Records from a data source
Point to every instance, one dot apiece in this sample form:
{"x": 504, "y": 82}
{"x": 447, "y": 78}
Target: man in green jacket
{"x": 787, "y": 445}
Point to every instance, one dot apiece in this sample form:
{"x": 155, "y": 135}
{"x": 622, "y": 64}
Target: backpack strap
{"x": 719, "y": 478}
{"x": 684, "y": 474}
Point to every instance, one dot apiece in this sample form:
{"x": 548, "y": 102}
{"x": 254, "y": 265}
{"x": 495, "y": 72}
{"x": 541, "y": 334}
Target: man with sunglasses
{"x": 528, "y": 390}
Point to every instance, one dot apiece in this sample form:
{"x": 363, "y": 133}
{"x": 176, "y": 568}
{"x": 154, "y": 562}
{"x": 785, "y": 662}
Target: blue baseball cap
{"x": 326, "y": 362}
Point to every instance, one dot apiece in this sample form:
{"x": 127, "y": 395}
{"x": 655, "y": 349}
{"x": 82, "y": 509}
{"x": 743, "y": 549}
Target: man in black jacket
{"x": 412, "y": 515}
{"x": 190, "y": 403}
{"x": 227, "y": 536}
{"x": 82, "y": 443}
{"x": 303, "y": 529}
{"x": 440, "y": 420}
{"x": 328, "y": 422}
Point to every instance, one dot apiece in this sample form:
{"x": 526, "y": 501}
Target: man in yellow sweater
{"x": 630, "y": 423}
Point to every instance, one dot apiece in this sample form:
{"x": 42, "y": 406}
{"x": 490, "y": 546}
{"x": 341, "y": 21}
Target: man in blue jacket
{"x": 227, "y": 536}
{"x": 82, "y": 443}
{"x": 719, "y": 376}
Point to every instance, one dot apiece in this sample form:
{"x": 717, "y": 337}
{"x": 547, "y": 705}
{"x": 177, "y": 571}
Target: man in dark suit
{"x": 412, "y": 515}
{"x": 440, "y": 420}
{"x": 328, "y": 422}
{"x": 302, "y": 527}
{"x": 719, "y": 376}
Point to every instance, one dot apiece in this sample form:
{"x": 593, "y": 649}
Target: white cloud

*TASK INSTRUCTIONS:* Please state how many lines of the items above contain the word "Target", matching case exactly, and give only that number.

*WRITTEN REPLY:* 9